# Goal:
Pull out every line of the data below that contains the word "locomotive", and copy each one in full.

# Dataset:
****************

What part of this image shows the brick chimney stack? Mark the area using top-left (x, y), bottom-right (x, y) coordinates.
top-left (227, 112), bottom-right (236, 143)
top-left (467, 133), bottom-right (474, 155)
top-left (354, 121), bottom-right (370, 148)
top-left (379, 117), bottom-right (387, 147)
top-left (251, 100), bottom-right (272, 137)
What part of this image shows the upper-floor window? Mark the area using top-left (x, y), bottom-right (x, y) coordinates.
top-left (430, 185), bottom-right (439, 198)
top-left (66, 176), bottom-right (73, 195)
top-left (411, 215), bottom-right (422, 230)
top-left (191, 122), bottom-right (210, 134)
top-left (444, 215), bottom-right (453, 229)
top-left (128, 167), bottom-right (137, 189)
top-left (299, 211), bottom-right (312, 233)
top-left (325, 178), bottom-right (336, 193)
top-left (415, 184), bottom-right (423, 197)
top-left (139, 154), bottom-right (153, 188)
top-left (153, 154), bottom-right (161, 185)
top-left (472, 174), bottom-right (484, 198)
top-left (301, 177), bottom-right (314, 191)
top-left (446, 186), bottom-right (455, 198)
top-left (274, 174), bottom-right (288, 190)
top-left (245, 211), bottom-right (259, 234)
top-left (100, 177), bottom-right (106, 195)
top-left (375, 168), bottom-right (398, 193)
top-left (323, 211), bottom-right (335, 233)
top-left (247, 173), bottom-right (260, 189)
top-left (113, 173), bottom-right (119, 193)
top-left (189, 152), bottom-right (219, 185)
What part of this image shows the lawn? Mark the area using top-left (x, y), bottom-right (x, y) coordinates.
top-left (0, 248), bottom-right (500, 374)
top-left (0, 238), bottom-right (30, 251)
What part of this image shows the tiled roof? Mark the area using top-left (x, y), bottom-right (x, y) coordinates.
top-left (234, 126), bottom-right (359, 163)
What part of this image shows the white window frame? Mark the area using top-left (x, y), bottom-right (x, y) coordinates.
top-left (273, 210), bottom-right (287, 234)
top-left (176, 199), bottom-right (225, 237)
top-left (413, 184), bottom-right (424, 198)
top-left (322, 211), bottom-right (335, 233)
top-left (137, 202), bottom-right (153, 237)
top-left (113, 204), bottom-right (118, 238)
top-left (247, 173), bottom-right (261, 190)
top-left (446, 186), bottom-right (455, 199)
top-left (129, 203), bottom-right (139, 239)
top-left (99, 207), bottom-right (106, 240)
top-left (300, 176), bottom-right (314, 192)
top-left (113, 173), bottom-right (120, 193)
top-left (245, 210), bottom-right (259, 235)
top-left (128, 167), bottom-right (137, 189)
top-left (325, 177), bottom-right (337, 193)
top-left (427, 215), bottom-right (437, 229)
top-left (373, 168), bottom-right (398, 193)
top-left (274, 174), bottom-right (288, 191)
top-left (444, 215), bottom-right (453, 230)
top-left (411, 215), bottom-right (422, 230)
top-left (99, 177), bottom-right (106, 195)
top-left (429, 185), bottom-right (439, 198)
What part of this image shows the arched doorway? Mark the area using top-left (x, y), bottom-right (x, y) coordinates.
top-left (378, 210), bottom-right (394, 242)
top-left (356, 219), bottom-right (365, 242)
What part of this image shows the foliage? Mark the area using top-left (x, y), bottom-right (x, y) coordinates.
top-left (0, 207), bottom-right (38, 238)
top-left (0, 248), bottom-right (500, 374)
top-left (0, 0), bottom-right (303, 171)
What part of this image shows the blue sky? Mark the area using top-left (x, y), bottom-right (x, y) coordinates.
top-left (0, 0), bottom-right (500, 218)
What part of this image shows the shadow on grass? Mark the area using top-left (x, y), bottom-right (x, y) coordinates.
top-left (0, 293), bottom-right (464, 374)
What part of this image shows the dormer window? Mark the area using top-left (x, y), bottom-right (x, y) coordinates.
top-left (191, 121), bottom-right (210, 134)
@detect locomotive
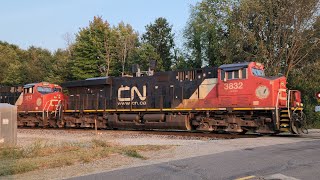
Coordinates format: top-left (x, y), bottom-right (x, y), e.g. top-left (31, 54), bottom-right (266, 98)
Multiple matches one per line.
top-left (0, 82), bottom-right (65, 127)
top-left (0, 62), bottom-right (305, 134)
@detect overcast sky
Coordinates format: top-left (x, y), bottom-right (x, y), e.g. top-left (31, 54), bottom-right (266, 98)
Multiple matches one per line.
top-left (0, 0), bottom-right (200, 51)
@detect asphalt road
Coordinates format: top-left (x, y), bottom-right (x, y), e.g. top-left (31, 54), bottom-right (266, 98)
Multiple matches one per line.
top-left (74, 140), bottom-right (320, 180)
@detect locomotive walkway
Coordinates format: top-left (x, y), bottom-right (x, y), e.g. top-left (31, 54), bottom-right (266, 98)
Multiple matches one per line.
top-left (73, 140), bottom-right (320, 180)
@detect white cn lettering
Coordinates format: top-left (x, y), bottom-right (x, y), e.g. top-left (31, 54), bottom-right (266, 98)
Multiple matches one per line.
top-left (118, 85), bottom-right (147, 101)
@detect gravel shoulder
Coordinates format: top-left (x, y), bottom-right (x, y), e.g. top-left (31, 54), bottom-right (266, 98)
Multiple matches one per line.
top-left (5, 129), bottom-right (320, 179)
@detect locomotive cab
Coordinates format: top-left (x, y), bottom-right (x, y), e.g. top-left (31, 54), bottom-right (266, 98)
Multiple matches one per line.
top-left (16, 82), bottom-right (64, 112)
top-left (218, 62), bottom-right (301, 108)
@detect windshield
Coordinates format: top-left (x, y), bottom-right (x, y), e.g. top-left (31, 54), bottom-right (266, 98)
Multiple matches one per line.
top-left (252, 68), bottom-right (265, 77)
top-left (37, 86), bottom-right (53, 94)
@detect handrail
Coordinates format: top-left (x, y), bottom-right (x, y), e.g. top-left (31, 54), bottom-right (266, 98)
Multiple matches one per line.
top-left (287, 90), bottom-right (292, 119)
top-left (276, 91), bottom-right (280, 129)
top-left (54, 100), bottom-right (61, 117)
top-left (42, 101), bottom-right (49, 119)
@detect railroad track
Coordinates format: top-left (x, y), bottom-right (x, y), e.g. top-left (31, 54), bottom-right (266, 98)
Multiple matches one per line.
top-left (19, 127), bottom-right (262, 139)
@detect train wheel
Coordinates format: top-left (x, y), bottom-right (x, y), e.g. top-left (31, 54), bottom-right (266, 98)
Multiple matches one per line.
top-left (291, 112), bottom-right (308, 134)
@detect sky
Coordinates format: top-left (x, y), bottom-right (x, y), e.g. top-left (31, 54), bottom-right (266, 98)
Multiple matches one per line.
top-left (0, 0), bottom-right (200, 51)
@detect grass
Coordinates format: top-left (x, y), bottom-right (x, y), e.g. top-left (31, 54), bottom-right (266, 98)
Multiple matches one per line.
top-left (0, 139), bottom-right (167, 176)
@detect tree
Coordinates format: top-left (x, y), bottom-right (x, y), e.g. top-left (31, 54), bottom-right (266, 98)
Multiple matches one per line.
top-left (142, 17), bottom-right (175, 71)
top-left (71, 17), bottom-right (110, 79)
top-left (231, 0), bottom-right (320, 76)
top-left (114, 22), bottom-right (138, 76)
top-left (184, 0), bottom-right (235, 68)
top-left (129, 43), bottom-right (162, 71)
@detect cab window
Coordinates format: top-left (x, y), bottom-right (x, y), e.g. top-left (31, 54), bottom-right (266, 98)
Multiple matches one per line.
top-left (221, 68), bottom-right (247, 80)
top-left (53, 88), bottom-right (62, 92)
top-left (23, 87), bottom-right (33, 94)
top-left (252, 68), bottom-right (265, 77)
top-left (241, 68), bottom-right (247, 79)
top-left (37, 86), bottom-right (53, 94)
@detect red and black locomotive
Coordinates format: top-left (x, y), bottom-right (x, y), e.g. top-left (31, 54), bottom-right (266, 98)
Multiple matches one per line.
top-left (0, 62), bottom-right (304, 134)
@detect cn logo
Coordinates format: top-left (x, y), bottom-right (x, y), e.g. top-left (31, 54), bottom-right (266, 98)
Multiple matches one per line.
top-left (118, 85), bottom-right (147, 102)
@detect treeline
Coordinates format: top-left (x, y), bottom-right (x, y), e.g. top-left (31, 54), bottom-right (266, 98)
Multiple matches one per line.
top-left (0, 0), bottom-right (320, 127)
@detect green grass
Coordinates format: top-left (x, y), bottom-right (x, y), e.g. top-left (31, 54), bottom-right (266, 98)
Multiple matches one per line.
top-left (0, 139), bottom-right (168, 176)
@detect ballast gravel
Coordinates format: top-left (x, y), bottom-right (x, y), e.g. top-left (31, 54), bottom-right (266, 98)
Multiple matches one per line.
top-left (5, 129), bottom-right (320, 180)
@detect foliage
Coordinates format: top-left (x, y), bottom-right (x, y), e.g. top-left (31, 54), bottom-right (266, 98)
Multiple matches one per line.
top-left (142, 17), bottom-right (175, 71)
top-left (129, 43), bottom-right (162, 71)
top-left (184, 0), bottom-right (235, 68)
top-left (229, 0), bottom-right (320, 76)
top-left (71, 17), bottom-right (110, 79)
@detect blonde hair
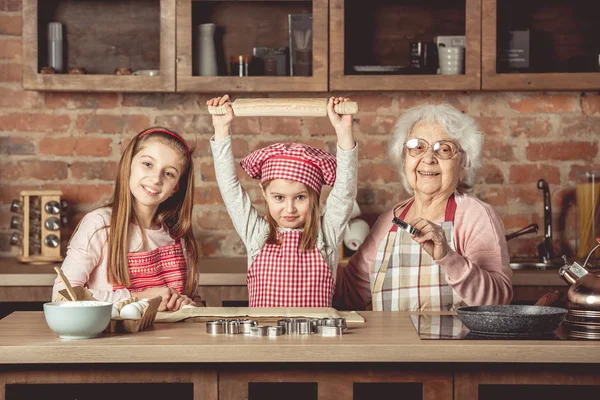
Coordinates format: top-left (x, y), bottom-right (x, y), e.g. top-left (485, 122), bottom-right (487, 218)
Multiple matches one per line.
top-left (102, 128), bottom-right (199, 295)
top-left (262, 181), bottom-right (321, 251)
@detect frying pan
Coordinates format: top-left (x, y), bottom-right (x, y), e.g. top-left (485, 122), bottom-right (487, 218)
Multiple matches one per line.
top-left (456, 305), bottom-right (567, 336)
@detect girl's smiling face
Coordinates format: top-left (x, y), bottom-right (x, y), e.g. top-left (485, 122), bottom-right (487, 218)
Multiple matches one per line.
top-left (129, 139), bottom-right (185, 212)
top-left (262, 179), bottom-right (311, 229)
top-left (404, 122), bottom-right (464, 197)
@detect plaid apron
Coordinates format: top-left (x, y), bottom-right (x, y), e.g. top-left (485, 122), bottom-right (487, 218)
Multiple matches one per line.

****************

# Response to the task:
@detect locomotive
@detect locomotive walkway
@detect locomotive cab
@detect red and black locomotive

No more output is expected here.